• Problem to solve
From the listing below, write out every line that includes the string "vest".
╭──
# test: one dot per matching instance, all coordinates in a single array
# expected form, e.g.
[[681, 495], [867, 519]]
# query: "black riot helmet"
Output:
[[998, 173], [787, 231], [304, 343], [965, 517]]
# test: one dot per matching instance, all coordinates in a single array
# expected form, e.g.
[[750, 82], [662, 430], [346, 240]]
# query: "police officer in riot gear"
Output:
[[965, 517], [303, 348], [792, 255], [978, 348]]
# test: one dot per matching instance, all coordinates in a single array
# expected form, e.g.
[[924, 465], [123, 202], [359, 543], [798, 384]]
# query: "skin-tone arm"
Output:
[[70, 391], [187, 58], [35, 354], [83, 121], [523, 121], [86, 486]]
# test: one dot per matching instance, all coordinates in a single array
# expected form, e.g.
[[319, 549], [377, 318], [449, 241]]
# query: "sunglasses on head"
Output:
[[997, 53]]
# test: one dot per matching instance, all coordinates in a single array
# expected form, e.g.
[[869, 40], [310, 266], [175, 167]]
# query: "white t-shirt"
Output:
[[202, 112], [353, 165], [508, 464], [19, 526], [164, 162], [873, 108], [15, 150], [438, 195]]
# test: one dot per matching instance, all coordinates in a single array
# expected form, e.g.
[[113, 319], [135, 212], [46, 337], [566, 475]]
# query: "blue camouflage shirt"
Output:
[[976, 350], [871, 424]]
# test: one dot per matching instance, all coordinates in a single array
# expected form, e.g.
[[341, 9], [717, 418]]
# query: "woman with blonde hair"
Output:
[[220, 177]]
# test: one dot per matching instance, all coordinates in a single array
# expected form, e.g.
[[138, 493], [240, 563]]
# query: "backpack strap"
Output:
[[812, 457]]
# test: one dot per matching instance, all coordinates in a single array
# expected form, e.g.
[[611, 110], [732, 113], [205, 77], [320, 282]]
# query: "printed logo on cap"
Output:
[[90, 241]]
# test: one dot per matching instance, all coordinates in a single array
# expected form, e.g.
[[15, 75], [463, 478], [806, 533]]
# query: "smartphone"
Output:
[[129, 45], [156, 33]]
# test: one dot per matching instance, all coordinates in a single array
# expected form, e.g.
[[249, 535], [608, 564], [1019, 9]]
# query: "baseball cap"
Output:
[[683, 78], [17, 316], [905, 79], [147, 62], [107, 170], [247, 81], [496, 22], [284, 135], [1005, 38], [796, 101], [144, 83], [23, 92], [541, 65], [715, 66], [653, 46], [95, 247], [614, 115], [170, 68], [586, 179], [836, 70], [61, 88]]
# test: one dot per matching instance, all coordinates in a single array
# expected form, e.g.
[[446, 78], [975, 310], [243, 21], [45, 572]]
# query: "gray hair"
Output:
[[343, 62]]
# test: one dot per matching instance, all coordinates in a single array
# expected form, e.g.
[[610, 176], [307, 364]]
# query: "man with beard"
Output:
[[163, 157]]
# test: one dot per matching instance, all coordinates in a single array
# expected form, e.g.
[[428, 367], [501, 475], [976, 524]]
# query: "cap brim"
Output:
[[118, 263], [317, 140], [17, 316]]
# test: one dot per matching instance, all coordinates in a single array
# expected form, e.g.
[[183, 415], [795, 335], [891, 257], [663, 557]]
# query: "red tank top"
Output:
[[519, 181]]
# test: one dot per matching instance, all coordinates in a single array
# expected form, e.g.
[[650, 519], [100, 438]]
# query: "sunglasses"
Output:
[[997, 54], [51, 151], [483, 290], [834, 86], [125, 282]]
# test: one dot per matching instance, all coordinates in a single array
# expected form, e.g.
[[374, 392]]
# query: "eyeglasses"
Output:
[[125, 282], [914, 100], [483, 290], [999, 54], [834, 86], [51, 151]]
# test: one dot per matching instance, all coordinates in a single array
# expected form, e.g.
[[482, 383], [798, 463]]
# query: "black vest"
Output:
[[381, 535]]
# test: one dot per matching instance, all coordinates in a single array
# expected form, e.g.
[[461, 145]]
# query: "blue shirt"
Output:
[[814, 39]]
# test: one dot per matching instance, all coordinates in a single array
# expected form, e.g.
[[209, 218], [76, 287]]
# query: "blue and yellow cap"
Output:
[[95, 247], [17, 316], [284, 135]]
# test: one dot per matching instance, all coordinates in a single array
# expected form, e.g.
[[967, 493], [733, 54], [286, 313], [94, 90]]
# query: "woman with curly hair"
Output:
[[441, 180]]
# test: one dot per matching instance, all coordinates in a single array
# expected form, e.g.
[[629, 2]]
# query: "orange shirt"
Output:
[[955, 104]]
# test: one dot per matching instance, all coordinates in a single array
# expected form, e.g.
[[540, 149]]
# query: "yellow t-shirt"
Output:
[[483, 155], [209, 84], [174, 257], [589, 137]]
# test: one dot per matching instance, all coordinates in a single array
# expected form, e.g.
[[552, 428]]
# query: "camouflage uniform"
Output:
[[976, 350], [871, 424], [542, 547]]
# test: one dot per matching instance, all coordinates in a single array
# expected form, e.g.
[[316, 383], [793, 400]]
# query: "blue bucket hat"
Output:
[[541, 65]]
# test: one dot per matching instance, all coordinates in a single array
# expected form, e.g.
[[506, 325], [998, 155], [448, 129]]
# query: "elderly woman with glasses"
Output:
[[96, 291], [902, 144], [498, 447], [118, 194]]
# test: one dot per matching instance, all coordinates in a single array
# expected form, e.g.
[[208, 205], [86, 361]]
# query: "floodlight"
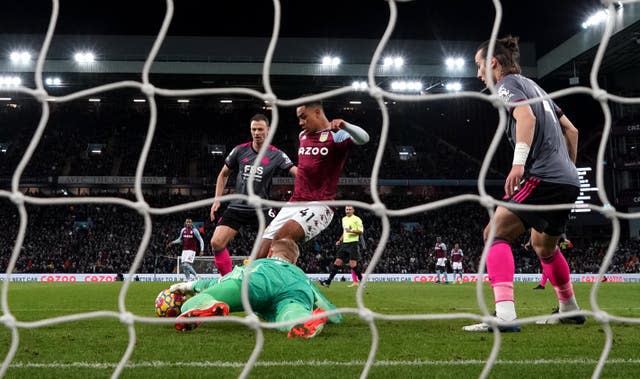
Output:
[[20, 57]]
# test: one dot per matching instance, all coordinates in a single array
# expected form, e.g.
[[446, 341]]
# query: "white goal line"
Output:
[[311, 363]]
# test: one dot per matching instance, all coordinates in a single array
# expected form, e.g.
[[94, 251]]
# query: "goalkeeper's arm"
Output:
[[358, 135]]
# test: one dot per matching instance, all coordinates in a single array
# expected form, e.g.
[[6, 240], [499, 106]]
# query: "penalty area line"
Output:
[[358, 363]]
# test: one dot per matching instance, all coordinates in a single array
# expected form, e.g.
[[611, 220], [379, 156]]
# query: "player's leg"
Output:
[[299, 303], [335, 267], [354, 258], [444, 273], [556, 268], [439, 270], [355, 268], [189, 272], [501, 267], [222, 235], [354, 277], [543, 281], [500, 261]]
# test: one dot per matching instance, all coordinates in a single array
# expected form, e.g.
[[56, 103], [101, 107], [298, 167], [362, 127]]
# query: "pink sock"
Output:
[[501, 269], [556, 268], [223, 261], [543, 279]]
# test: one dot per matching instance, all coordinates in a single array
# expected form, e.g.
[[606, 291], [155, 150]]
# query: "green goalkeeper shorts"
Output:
[[274, 283]]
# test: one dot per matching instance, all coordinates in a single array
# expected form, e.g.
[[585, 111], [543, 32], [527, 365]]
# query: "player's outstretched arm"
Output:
[[358, 135], [221, 183]]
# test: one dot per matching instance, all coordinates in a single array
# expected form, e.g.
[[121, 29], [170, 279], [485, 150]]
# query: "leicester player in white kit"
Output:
[[543, 172], [440, 253], [322, 153], [456, 263], [239, 213]]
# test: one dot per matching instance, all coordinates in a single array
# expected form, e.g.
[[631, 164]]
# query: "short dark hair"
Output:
[[507, 52], [260, 117], [312, 103]]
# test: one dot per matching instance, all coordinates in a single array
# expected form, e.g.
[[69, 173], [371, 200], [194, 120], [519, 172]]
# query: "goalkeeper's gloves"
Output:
[[185, 288]]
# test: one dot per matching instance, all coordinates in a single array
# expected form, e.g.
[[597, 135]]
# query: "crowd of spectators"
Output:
[[104, 238], [180, 146]]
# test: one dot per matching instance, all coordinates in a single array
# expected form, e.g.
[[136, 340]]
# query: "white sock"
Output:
[[568, 305], [506, 310]]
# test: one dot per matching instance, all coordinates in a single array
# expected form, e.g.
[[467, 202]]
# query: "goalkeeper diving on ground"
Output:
[[278, 291]]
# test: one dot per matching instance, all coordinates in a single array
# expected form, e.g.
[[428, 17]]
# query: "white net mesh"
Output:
[[378, 207]]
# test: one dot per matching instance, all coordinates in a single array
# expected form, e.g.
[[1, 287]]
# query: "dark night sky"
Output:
[[547, 23]]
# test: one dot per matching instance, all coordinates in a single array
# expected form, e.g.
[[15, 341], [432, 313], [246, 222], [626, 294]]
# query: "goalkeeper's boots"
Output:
[[310, 328], [577, 320], [216, 308], [483, 327], [185, 288]]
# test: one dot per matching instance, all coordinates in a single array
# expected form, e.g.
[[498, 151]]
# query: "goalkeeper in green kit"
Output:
[[278, 291]]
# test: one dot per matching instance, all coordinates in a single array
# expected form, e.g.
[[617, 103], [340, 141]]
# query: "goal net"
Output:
[[362, 311]]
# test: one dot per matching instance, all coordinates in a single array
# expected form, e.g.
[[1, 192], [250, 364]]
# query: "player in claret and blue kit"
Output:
[[323, 150]]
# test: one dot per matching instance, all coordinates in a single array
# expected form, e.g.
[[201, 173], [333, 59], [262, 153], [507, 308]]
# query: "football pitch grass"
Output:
[[407, 349]]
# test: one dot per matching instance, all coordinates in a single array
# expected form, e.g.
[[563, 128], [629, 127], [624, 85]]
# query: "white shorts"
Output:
[[313, 218], [188, 256]]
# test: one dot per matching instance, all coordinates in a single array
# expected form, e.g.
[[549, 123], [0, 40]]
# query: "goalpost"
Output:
[[378, 207]]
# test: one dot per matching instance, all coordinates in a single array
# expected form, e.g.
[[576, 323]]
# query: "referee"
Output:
[[348, 245]]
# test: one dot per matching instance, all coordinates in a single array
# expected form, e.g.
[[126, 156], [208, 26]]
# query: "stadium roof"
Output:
[[206, 36]]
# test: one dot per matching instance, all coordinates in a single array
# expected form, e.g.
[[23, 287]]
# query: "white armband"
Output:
[[520, 153]]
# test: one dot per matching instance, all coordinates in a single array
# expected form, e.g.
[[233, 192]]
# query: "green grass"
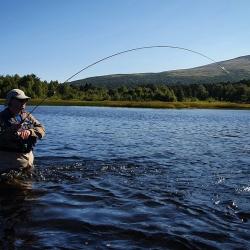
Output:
[[140, 104]]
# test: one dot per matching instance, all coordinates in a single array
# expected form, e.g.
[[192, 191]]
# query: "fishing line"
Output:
[[127, 51], [147, 47]]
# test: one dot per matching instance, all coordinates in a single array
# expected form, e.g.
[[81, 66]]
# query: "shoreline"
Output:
[[143, 104]]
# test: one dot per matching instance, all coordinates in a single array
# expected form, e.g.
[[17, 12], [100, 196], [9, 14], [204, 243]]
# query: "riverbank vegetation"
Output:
[[177, 96]]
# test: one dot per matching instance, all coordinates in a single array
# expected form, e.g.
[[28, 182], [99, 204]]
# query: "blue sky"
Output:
[[55, 38]]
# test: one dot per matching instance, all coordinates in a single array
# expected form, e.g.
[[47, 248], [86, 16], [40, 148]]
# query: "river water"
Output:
[[125, 178]]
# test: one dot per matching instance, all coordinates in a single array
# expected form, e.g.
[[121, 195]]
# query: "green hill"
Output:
[[239, 69]]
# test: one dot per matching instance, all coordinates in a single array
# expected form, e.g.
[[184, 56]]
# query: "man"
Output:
[[19, 132]]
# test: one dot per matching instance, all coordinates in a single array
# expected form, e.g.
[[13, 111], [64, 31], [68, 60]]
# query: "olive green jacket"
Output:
[[10, 125]]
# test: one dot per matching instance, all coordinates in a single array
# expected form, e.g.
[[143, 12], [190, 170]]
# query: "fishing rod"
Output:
[[127, 51]]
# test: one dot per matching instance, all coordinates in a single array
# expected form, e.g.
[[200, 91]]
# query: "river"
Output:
[[126, 178]]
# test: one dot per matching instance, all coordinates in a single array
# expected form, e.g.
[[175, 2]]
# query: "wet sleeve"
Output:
[[38, 129]]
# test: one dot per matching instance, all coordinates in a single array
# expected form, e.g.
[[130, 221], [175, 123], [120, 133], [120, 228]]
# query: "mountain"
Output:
[[238, 68]]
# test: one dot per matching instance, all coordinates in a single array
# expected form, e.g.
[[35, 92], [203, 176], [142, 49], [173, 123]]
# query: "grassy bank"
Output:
[[140, 104]]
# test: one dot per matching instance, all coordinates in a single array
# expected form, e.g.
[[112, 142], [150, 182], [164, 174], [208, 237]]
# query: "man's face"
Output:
[[17, 105]]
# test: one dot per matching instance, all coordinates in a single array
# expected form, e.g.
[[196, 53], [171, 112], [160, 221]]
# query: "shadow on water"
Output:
[[81, 203], [15, 211]]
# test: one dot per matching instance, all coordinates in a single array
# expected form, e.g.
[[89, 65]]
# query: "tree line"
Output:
[[36, 88]]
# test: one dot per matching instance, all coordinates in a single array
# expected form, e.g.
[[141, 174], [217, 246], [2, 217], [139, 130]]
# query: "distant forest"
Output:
[[35, 88]]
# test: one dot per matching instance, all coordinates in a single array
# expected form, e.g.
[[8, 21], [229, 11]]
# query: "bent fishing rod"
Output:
[[128, 51]]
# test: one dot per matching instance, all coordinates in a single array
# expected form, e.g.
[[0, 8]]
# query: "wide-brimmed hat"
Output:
[[17, 94]]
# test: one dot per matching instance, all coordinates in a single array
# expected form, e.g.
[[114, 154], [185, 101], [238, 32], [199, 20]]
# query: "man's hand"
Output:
[[24, 134]]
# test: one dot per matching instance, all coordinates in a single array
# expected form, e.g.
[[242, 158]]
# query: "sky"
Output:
[[54, 39]]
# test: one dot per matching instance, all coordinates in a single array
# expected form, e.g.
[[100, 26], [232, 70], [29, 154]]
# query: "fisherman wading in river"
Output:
[[19, 132]]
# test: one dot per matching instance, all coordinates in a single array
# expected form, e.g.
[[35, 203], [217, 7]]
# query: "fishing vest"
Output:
[[9, 126]]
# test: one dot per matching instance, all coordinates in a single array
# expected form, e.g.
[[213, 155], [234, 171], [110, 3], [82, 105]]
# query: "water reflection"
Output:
[[15, 213]]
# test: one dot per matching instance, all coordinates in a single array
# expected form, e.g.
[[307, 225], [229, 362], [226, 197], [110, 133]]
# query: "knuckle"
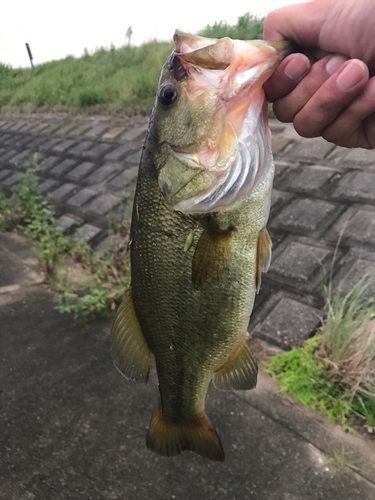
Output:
[[282, 111], [305, 127]]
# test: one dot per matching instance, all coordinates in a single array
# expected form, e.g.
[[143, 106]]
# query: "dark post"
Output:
[[30, 54]]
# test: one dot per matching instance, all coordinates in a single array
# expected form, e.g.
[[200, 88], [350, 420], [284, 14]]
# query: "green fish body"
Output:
[[198, 247]]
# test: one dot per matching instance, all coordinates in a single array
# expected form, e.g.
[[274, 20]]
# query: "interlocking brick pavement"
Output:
[[323, 195]]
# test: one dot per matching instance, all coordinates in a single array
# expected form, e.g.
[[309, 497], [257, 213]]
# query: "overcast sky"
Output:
[[55, 29]]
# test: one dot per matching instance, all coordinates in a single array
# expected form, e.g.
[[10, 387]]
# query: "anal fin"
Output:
[[239, 372], [263, 258], [171, 438], [212, 254], [130, 351]]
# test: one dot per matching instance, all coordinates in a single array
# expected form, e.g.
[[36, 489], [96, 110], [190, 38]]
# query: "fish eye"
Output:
[[168, 95]]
╰──
• Output of the exercise
# query: "black vest"
# query: "fishing vest"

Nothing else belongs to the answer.